* [Task prompt]: List every line in the records that contains the word "plank", matching case exactly.

* [Records to use]:

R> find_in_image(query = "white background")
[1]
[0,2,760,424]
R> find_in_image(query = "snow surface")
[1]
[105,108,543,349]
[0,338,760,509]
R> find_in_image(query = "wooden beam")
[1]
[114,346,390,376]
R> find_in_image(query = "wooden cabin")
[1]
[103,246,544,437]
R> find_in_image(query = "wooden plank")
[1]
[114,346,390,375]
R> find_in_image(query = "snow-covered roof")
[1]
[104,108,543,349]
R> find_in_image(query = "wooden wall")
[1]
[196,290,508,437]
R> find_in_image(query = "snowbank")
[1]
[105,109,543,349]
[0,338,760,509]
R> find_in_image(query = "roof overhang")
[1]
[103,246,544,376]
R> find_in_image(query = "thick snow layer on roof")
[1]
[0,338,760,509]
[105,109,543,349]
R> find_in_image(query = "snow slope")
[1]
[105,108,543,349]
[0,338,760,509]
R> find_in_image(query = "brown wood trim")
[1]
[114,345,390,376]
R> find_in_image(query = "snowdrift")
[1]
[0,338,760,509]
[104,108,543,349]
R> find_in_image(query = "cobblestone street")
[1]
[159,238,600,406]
---
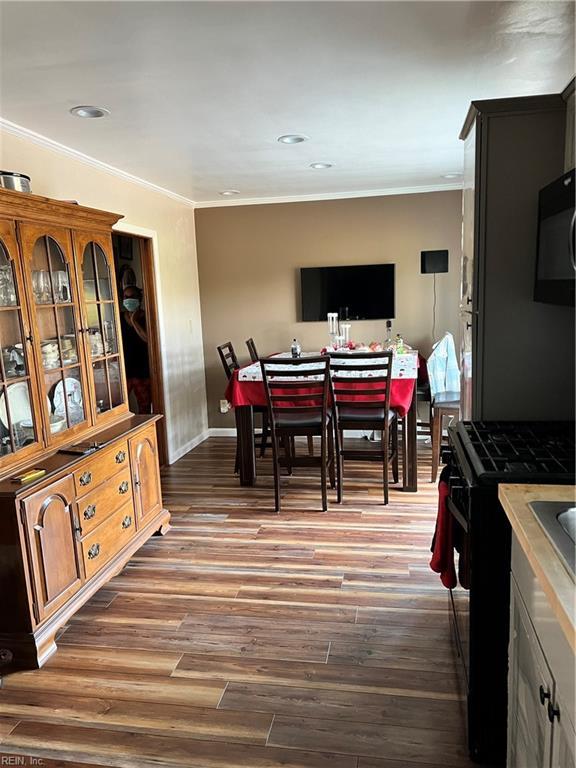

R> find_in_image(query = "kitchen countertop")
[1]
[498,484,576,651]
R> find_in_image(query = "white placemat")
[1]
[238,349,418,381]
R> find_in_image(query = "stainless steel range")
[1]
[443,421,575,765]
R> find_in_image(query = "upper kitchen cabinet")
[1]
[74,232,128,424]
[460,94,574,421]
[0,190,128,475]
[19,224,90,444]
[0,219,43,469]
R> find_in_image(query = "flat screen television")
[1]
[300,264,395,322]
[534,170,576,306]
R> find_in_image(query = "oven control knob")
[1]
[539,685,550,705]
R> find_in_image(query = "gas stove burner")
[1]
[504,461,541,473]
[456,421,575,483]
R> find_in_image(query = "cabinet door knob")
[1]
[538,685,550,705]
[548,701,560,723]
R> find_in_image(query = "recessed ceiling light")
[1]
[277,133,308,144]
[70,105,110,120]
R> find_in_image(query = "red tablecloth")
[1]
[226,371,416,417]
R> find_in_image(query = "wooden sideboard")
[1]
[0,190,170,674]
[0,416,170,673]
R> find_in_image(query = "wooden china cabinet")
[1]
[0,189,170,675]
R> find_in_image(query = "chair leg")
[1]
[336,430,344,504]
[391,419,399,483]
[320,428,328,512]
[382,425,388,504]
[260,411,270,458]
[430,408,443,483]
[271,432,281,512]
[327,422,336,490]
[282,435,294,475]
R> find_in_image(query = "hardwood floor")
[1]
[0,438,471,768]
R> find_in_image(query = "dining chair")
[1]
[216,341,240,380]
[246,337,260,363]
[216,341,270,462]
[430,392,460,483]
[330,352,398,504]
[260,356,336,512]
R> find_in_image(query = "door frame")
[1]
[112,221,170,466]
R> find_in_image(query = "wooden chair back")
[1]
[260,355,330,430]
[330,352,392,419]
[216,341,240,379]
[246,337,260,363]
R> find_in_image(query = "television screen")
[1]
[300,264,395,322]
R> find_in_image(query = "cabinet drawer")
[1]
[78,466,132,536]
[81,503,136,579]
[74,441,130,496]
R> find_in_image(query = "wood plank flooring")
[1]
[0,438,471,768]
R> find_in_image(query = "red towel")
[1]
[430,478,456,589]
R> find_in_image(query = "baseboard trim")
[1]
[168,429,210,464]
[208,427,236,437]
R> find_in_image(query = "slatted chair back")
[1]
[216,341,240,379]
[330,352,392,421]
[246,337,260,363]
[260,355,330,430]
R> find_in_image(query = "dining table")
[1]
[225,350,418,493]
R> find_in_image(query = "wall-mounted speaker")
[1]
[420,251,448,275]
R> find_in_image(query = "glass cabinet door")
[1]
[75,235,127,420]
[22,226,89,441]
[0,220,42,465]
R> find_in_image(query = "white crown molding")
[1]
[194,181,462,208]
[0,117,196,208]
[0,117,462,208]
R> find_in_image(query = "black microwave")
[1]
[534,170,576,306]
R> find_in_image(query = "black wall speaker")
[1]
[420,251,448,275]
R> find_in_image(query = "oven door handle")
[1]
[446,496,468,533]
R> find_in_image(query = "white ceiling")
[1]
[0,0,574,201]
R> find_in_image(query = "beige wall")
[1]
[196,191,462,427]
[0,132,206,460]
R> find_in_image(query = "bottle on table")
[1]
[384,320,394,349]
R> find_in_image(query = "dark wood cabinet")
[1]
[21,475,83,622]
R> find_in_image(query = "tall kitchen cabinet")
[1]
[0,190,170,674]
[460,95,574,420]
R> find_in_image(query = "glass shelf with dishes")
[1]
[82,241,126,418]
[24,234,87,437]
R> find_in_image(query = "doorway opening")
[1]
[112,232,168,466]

* [Task response]:
R> find_in_image(query = "wooden plank")
R> find_in_image(query = "wood plank flooring")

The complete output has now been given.